- _REQUIREMENT_: Type out the records again, exactly as they are.

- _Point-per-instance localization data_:
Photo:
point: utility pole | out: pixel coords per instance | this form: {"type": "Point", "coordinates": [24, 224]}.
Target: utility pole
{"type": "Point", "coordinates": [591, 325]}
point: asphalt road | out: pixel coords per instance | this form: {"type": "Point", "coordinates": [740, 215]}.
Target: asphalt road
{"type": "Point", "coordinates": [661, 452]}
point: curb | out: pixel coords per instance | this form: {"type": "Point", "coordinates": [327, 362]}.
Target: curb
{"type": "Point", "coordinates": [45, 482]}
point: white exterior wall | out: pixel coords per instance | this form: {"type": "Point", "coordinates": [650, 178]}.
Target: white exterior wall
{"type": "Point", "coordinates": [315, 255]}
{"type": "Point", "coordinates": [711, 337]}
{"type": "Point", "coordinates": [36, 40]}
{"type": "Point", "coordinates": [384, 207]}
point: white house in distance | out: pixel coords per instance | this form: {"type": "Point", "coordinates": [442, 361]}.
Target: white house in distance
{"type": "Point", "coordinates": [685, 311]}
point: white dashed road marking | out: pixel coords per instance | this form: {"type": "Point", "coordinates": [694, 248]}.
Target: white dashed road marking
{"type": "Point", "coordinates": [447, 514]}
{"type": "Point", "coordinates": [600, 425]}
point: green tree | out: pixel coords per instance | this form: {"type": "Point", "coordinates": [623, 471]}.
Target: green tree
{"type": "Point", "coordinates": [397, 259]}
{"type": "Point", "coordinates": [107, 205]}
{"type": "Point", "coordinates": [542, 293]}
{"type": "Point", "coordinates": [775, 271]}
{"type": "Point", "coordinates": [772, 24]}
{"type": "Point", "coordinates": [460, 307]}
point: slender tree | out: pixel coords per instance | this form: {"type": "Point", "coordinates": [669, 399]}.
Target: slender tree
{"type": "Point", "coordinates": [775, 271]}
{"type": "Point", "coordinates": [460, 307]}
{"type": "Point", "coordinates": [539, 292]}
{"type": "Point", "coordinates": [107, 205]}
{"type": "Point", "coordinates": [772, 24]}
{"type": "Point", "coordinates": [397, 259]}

- _RESULT FOR THIS EXERCISE_:
Photo:
point: utility pole | out: pixel coords per instance | this form: {"type": "Point", "coordinates": [24, 224]}.
Target: utility pole
{"type": "Point", "coordinates": [591, 325]}
point: asphalt road | out: pixel coords per instance | this form: {"type": "Point", "coordinates": [740, 215]}.
Target: asphalt road
{"type": "Point", "coordinates": [661, 452]}
point: curb | out: pixel coords per instance | this form: {"type": "Point", "coordinates": [327, 362]}.
Target: curb
{"type": "Point", "coordinates": [45, 482]}
point: white exterior wall | out: pixel coords per instance | this form: {"type": "Point", "coordinates": [650, 178]}.
Target: white exterior wall
{"type": "Point", "coordinates": [315, 255]}
{"type": "Point", "coordinates": [711, 337]}
{"type": "Point", "coordinates": [36, 40]}
{"type": "Point", "coordinates": [384, 207]}
point: white house in distance | out: pixel coords per instance | this form: {"type": "Point", "coordinates": [442, 361]}.
Target: white house in distance
{"type": "Point", "coordinates": [685, 311]}
point: white dashed road marking | out: pixel coords per instance | this form: {"type": "Point", "coordinates": [694, 248]}.
Target: white dashed road marking
{"type": "Point", "coordinates": [447, 514]}
{"type": "Point", "coordinates": [600, 425]}
point: green tree | out: pixel coords per instance | this form: {"type": "Point", "coordinates": [623, 471]}.
Target: green tree
{"type": "Point", "coordinates": [397, 259]}
{"type": "Point", "coordinates": [107, 205]}
{"type": "Point", "coordinates": [542, 293]}
{"type": "Point", "coordinates": [775, 271]}
{"type": "Point", "coordinates": [772, 24]}
{"type": "Point", "coordinates": [460, 307]}
point: slender tree | out: pixel coords per instance | this form: {"type": "Point", "coordinates": [669, 399]}.
Target: slender tree
{"type": "Point", "coordinates": [775, 271]}
{"type": "Point", "coordinates": [460, 307]}
{"type": "Point", "coordinates": [539, 292]}
{"type": "Point", "coordinates": [107, 205]}
{"type": "Point", "coordinates": [772, 24]}
{"type": "Point", "coordinates": [397, 259]}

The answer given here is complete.